Passage shown:
/---
FREEDOM FROM WANT

HEADLINES OF THE DAY: ANOTHER 15,000 PEOPLE DIED YESTERDAY BECAUSE THEY WERE TOO POOR TO LIVE. THE RICH INCREASED THEIR WEALTH YESTERDAY BY $0.3 BILLION. THE 21st CENTURY VERSION OF THE FRENCH REVOLUTION IS ONE DAY NEARER.

“O Ye rich ones on earth! The poor in your midst are My trust; guard ye My trust, and be not intent only on your own ease.”
Bahá’u’lláh

A preview of the unpublished book A CIVILIZATION WITHOUT A VISION WILL PERISH: AN INDEPENDENT SEARCH FOR THE TRUTH by David Willis at willisdavid167@gmail.com. CHAPTER 1: INDIFFERENCE TO POVERTY (Part 68). This blog is a continuation of the review of FREEDOM FROM WANT: THE REMARKABLE SUCCESS STORY OF BRAC, THE GLOBAL GRASSROOTS ORGANIZATION THAT’S WINNING THE FIGHT AGAINST POVERTY by Ian Smillie published 2009.

Heartland Emergency Lifesaving Project (HELP) was formed
An organization called Heartland Emergency Lifesaving Project (HELP) was formed and foreign assistance started to come in. if the chief accountant of Shell was running HELP, and if American doctors and a priest were involved, the organization must be trustworthy. There was nothing else to give money to. HELP and the work on Manpura changed everyone involved. All would be drawn back repeatedly over the years, and all would contribute, some in very profound ways, to the creation and evolution of BRAC.
\---
Task prompt: Write out the blog post about BRAC in full, word for word. The material that comes next is separate from the blog post.

Extracted data entries
/---
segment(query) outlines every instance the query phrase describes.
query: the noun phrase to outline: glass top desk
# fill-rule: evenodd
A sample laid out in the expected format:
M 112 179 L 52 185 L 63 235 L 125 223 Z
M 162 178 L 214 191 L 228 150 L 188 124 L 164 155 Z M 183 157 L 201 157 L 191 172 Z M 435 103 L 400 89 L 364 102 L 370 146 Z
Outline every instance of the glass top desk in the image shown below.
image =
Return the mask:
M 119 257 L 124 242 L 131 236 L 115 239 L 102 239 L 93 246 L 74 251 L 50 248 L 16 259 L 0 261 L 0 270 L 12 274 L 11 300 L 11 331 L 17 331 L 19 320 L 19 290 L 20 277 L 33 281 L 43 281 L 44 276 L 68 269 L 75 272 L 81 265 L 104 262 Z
\---
Result below:
FREEDOM FROM WANT

HEADLINES OF THE DAY: ANOTHER 15,000 PEOPLE DIED YESTERDAY BECAUSE THEY WERE TOO POOR TO LIVE. THE RICH INCREASED THEIR WEALTH YESTERDAY BY $0.3 BILLION. THE 21st CENTURY VERSION OF THE FRENCH REVOLUTION IS ONE DAY NEARER.

“O Ye rich ones on earth! The poor in your midst are My trust; guard ye My trust, and be not intent only on your own ease.”
Bahá’u’lláh

A preview of the unpublished book A CIVILIZATION WITHOUT A VISION WILL PERISH: AN INDEPENDENT SEARCH FOR THE TRUTH by David Willis at willisdavid167@gmail.com. CHAPTER 1: INDIFFERENCE TO POVERTY (Part 68). This blog is a continuation of the review of FREEDOM FROM WANT: THE REMARKABLE SUCCESS STORY OF BRAC, THE GLOBAL GRASSROOTS ORGANIZATION THAT’S WINNING THE FIGHT AGAINST POVERTY by Ian Smillie published 2009.

Heartland Emergency Lifesaving Project (HELP) was formed
An organization called Heartland Emergency Lifesaving Project (HELP) was formed and foreign assistance started to come in. if the chief accountant of Shell was running HELP, and if American doctors and a priest were involved, the organization must be trustworthy. There was nothing else to give money to. HELP and the work on Manpura changed everyone involved. All would be drawn back repeatedly over the years, and all would contribute, some in very profound ways, to the creation and evolution of BRAC.